What the task asks »
When you copy the entries, keep every word exactly as it is and drop the images.

Source data »
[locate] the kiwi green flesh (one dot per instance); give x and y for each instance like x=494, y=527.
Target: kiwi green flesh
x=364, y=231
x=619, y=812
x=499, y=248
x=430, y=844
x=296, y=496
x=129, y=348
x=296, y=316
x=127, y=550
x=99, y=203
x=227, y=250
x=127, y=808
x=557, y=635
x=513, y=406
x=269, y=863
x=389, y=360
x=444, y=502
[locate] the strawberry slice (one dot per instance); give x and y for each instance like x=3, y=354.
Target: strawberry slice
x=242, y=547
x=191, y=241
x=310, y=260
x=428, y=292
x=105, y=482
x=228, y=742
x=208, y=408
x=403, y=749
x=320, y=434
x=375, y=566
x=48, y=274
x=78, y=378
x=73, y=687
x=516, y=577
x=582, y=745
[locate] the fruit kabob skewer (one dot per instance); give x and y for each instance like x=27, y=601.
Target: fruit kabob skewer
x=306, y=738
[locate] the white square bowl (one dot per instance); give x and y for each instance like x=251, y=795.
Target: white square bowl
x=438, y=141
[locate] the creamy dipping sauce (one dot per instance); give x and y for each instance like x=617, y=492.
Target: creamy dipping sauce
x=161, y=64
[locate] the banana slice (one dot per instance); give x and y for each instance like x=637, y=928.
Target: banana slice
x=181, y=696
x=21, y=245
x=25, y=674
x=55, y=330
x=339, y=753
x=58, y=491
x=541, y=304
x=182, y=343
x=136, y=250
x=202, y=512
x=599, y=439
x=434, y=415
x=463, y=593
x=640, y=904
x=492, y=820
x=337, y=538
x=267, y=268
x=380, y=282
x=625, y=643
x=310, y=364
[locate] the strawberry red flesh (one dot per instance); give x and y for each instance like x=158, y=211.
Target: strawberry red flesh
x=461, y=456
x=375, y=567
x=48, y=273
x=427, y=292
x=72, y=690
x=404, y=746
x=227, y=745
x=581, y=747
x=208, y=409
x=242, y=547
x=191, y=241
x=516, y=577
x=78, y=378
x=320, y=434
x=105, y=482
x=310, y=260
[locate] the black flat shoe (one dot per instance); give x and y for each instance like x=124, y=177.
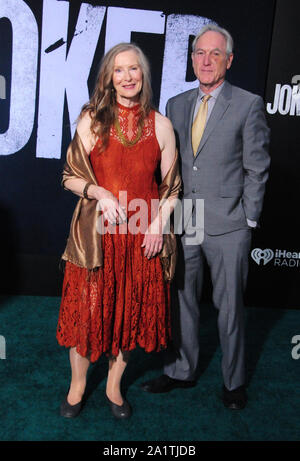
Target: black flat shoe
x=236, y=399
x=70, y=411
x=165, y=384
x=120, y=411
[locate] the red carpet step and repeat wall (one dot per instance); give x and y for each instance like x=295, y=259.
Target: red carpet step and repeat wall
x=49, y=56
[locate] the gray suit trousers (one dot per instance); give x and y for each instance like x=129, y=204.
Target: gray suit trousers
x=227, y=258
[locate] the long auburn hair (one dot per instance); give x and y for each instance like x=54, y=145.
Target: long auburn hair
x=102, y=105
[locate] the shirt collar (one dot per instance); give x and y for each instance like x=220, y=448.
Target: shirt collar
x=214, y=94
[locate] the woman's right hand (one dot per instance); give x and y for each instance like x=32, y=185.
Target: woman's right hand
x=109, y=205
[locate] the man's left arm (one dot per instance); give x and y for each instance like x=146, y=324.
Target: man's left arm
x=256, y=160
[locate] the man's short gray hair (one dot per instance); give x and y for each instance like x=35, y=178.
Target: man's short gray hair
x=220, y=30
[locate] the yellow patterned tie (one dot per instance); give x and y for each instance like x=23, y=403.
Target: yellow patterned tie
x=199, y=124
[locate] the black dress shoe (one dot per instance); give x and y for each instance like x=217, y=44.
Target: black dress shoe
x=236, y=399
x=120, y=411
x=165, y=384
x=70, y=411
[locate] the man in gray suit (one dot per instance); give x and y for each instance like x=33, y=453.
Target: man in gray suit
x=223, y=143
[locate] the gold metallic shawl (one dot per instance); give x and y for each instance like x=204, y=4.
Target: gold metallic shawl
x=84, y=242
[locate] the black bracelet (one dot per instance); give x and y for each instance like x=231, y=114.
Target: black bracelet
x=88, y=184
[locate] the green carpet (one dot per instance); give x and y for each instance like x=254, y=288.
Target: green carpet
x=35, y=375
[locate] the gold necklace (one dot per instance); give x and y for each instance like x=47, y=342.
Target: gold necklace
x=126, y=142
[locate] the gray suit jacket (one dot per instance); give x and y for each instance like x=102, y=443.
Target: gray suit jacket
x=230, y=169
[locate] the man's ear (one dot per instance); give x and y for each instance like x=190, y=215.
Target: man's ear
x=229, y=61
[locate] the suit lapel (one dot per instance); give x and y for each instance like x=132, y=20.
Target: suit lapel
x=220, y=107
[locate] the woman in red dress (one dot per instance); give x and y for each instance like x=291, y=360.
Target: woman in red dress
x=123, y=301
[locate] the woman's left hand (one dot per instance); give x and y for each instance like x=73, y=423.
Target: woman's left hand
x=153, y=240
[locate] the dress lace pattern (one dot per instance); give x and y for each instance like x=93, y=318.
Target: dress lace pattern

Exercise answer »
[locate] the kiwi green flesh (one dot per instance); give x and y for each instance like x=494, y=527.
Target: kiwi green flesh
x=364, y=231
x=619, y=812
x=499, y=248
x=430, y=844
x=296, y=496
x=129, y=348
x=296, y=316
x=127, y=550
x=99, y=203
x=227, y=250
x=127, y=808
x=557, y=635
x=513, y=406
x=269, y=863
x=389, y=360
x=444, y=502
[locate] the strawberry slice (one dot per instance); give x and y for each instance like x=3, y=354.
Target: strawberry slice
x=242, y=547
x=191, y=241
x=310, y=260
x=428, y=292
x=105, y=482
x=228, y=742
x=208, y=408
x=403, y=749
x=320, y=434
x=375, y=566
x=48, y=274
x=78, y=378
x=73, y=687
x=516, y=577
x=582, y=745
[locate] the fruit kabob skewer (one dot per instance); give x and y for each instance like x=27, y=601.
Target: fruit kabob skewer
x=306, y=738
[locate] the white square bowl (one dot per instance); give x and y for each instance like x=251, y=795.
Target: white square bowl
x=438, y=141
[locate] the creamy dipping sauce (one dot per instance); give x and y for each instance like x=617, y=492.
Target: creamy dipping sauce
x=161, y=64
[locate] the banana slice (one dot per instance); give x and y for each instance like x=637, y=928.
Target: banana slice
x=181, y=696
x=21, y=245
x=25, y=674
x=55, y=330
x=339, y=753
x=58, y=491
x=541, y=304
x=182, y=343
x=136, y=250
x=202, y=512
x=599, y=439
x=434, y=415
x=463, y=593
x=640, y=904
x=492, y=820
x=337, y=538
x=267, y=268
x=380, y=282
x=625, y=643
x=310, y=364
[locate] the strawberry red flesh (one dot per instance); give x and y for each instance like x=158, y=211.
Target: strawberry red flesh
x=461, y=456
x=375, y=567
x=48, y=273
x=427, y=292
x=72, y=690
x=404, y=746
x=227, y=745
x=581, y=747
x=208, y=409
x=242, y=547
x=191, y=241
x=516, y=577
x=78, y=378
x=320, y=434
x=105, y=482
x=310, y=260
[locate] the black flat shoe (one dot per instance); give x and y for each instance like x=124, y=177.
Target: black flat shoe
x=236, y=399
x=70, y=411
x=165, y=384
x=120, y=411
[locate] the red carpet step and repeat wall (one dot per instance); give x and y for each instance like x=295, y=259.
Target: red carpet step and repeat wall
x=49, y=56
[locate] the gray suit trousers (one dot per instance); give x and y for each instance like x=129, y=204.
Target: gray suit trousers
x=227, y=258
[locate] the long auburn hair (one dot per instance); give x and y for each instance like x=54, y=145.
Target: long auburn hair
x=102, y=105
[locate] the shirt collar (one dot per instance); give x and y for each instance like x=220, y=448.
Target: shirt collar
x=214, y=94
[locate] the woman's right hand (one dot per instance); give x and y for each instance like x=32, y=185.
Target: woman's right hand
x=109, y=205
[locate] the man's left arm (one dot per instance); give x and y for each instance like x=146, y=324.
Target: man's left arm
x=256, y=160
[locate] the man's short gray hair (one dot per instance); give x and y for each instance like x=35, y=178.
Target: man's short gray hair
x=220, y=30
[locate] the yellow patterned tie (one dot per instance); give x and y for each instance like x=23, y=403.
Target: yellow patterned tie
x=199, y=124
[locate] the black dress shoe (one dot per instance); give x and y for each instance like x=217, y=44.
Target: black dress shoe
x=236, y=399
x=120, y=411
x=165, y=384
x=70, y=411
[locate] the man in gray suit (one dot per instance); give x and y for each instance like x=33, y=453.
Target: man in gray suit
x=223, y=143
[locate] the gold metallic shawl (one dot per instance); give x and y for each instance like x=204, y=4.
Target: gold metallic shawl
x=84, y=242
[locate] the black bracelet (one dot per instance); give x and y for each instance like x=231, y=114.
Target: black bracelet
x=88, y=184
[locate] the green carpet (one dot per instance); give x and y for each instance like x=254, y=288.
Target: green carpet
x=35, y=375
[locate] the gold necklace (one dot per instance); give x and y for each instance like x=47, y=342.
Target: gold necklace
x=126, y=142
[locate] the gray suit jacket (one dot per instance); give x and y for each instance like x=102, y=443.
Target: gray suit jacket
x=230, y=169
[locate] the man's ear (one dot per instance); give x and y for each instance like x=190, y=215.
Target: man's ear
x=229, y=61
[locate] the suit lapel (one dot per instance); give x and y for each instance like x=132, y=20.
Target: suit lapel
x=220, y=107
[locate] the woman in red dress (one dot per instance); give x and y for each instance like x=291, y=360.
Target: woman in red dress
x=123, y=301
[locate] the woman's left hand (one dot per instance); give x and y for each instance like x=73, y=423.
Target: woman's left hand
x=153, y=240
[locate] the dress lace pattern (one dot per instance); give x and y for each instance like x=93, y=318.
Target: dress lace pattern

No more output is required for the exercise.